(Dataset rows)

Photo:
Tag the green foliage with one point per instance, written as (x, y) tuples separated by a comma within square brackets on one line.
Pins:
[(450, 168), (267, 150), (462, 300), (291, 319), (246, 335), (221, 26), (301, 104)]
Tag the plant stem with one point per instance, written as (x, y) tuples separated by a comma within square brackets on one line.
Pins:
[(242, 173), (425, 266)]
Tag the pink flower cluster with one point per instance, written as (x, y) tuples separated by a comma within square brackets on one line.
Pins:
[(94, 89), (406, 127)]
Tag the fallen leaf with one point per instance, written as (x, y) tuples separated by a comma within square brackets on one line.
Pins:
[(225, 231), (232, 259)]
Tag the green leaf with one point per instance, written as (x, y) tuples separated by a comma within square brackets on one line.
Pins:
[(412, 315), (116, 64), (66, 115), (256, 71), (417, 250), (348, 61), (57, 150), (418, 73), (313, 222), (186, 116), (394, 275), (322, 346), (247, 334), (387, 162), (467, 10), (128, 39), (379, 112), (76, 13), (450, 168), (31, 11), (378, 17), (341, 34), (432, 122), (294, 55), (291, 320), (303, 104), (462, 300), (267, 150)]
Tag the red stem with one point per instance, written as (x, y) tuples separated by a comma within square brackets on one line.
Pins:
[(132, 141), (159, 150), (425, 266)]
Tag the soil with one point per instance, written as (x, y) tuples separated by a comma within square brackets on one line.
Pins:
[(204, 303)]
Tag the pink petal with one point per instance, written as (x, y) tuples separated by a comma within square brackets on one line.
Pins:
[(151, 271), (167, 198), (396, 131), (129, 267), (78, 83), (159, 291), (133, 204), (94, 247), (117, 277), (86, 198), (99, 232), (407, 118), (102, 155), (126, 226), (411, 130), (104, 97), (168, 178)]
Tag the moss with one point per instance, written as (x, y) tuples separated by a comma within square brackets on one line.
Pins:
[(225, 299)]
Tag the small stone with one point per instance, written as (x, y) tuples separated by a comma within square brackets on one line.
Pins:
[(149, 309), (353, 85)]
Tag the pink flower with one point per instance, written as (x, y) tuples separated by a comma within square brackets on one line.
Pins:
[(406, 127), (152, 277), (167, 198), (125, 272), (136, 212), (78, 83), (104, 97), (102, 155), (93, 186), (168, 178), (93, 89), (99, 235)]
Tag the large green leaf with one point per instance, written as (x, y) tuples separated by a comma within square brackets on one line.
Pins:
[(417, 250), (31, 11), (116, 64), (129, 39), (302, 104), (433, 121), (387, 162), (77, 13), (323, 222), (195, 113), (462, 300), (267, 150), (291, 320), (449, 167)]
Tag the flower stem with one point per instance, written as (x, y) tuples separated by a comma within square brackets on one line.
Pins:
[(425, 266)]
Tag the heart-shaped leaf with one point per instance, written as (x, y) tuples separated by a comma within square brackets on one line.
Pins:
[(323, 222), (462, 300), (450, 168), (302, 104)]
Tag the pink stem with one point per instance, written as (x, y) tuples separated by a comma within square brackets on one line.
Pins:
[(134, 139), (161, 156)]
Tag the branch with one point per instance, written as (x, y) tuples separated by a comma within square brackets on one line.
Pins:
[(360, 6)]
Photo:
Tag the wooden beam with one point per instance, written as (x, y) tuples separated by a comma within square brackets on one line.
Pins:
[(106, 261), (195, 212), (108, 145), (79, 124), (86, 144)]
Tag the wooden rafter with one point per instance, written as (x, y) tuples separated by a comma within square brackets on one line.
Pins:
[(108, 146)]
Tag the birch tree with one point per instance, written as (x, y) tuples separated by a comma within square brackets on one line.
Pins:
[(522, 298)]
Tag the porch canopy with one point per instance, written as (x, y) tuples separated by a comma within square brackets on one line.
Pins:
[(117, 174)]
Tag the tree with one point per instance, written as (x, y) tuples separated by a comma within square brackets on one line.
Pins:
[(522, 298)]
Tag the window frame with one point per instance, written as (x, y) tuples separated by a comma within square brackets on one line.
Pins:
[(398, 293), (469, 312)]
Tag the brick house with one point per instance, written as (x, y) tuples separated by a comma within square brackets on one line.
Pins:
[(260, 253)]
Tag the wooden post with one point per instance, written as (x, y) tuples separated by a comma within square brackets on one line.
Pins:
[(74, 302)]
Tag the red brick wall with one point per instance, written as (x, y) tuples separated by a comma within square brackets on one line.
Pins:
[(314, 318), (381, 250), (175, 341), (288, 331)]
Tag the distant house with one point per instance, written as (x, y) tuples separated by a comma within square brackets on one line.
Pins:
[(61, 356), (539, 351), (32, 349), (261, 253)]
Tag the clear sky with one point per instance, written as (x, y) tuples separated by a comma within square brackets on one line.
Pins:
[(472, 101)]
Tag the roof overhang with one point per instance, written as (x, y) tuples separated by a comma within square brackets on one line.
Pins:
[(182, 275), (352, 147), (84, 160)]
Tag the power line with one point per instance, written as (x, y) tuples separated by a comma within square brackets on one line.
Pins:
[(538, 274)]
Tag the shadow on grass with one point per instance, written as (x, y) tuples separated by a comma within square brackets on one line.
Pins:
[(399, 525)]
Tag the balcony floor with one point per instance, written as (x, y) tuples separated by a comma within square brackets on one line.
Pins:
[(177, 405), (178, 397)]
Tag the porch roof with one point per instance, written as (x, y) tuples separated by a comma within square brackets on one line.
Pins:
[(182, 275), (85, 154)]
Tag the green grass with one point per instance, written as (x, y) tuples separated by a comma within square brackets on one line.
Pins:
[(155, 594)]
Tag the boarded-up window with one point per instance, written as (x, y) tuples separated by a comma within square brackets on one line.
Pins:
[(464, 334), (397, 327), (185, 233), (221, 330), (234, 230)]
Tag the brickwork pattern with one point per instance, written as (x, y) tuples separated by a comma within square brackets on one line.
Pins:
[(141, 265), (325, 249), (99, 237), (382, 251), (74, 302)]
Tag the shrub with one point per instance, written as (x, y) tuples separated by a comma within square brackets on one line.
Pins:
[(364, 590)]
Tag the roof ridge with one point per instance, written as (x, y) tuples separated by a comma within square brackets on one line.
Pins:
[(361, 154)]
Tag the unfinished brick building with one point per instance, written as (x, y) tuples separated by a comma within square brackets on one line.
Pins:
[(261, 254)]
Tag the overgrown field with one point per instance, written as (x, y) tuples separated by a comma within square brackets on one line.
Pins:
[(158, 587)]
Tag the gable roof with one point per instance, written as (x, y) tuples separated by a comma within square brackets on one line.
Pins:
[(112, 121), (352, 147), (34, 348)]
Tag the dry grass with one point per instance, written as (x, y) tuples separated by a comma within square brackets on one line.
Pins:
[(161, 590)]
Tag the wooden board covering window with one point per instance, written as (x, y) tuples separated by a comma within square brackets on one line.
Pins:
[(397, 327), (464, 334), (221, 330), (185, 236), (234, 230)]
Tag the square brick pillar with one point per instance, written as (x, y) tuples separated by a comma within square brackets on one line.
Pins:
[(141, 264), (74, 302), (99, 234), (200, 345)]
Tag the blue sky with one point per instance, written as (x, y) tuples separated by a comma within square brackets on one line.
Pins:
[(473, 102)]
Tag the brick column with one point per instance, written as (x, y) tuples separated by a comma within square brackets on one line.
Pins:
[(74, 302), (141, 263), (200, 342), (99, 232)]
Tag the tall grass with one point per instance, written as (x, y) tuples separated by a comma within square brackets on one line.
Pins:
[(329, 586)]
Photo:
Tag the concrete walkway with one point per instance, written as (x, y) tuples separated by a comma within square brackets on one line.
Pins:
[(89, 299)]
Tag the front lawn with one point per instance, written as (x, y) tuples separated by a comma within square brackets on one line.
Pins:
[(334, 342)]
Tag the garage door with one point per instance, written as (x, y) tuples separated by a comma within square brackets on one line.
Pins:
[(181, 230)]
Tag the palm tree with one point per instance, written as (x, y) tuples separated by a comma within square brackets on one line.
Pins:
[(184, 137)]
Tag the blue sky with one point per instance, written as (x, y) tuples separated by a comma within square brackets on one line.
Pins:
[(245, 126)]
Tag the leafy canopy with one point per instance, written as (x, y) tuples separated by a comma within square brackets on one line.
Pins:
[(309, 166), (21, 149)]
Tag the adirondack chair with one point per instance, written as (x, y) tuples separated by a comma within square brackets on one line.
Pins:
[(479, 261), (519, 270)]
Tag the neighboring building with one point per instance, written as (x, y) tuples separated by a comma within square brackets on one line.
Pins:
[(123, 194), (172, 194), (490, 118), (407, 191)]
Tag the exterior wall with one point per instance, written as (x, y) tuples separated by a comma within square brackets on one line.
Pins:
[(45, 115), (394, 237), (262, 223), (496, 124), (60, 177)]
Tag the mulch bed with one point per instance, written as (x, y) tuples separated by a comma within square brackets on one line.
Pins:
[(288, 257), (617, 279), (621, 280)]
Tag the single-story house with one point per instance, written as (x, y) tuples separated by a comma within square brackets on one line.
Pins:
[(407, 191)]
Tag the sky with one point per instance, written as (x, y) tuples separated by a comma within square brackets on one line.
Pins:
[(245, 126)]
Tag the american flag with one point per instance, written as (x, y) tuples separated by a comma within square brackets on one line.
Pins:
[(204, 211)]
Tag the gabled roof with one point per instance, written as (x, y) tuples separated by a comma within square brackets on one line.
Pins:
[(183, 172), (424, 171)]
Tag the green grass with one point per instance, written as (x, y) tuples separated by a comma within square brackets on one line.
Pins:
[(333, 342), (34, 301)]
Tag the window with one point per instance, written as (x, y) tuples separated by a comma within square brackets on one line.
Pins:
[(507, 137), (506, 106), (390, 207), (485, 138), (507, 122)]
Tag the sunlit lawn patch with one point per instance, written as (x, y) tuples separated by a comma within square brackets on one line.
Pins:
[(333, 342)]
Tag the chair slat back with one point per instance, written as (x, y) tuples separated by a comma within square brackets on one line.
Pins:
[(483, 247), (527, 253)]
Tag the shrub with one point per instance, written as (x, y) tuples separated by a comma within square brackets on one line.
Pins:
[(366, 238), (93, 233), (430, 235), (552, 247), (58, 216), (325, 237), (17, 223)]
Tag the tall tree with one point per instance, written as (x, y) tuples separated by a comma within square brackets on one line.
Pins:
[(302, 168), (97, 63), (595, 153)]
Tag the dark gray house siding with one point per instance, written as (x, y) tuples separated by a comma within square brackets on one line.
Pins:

## [DO THIS]
Copy out again every line, requests included, starting with the line that contains "Tag the roof overhang" and going on through the line that contains "[(182, 275), (352, 147), (84, 160)]". Shift each coordinate in the answers by adding 87 to it.

## [ANSWER BELOW]
Tag the roof overhang with one point per instance, written as (x, y) tuples separated by a comma within square brackets on one line.
Pins:
[(269, 362), (439, 234), (171, 247)]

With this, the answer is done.